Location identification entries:
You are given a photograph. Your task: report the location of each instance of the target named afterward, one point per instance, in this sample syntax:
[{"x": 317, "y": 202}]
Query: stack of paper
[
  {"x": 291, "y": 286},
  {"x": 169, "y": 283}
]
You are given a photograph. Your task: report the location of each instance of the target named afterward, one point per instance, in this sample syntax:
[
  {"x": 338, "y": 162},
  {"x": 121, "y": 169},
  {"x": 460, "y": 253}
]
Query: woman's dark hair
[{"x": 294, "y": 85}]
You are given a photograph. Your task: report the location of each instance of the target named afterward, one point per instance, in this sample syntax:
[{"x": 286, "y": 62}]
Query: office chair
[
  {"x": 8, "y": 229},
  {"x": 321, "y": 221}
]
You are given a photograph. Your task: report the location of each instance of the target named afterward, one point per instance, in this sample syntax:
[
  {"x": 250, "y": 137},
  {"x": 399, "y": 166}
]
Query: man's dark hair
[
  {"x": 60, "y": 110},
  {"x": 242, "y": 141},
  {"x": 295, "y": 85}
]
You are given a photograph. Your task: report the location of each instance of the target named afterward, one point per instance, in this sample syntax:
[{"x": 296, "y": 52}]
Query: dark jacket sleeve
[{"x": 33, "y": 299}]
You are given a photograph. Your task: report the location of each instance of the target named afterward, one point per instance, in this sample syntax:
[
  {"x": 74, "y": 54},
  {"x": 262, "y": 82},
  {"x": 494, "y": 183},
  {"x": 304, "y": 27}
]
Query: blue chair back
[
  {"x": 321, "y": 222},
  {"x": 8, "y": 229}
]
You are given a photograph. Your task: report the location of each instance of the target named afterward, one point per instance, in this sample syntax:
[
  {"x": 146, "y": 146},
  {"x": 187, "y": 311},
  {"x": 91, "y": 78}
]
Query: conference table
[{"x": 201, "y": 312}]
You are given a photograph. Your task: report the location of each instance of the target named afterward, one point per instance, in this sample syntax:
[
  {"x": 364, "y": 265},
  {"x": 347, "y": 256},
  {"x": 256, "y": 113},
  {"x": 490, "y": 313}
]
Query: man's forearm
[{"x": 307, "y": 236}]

- [Problem] Copy out each line in the records above that contains the string "Query".

- [Complete answer]
Query: stack of paper
Query: woman's dark hair
Query: office chair
Query: man's dark hair
Query: dark jacket sleeve
Query: blue chair back
Query: conference table
Query: man's forearm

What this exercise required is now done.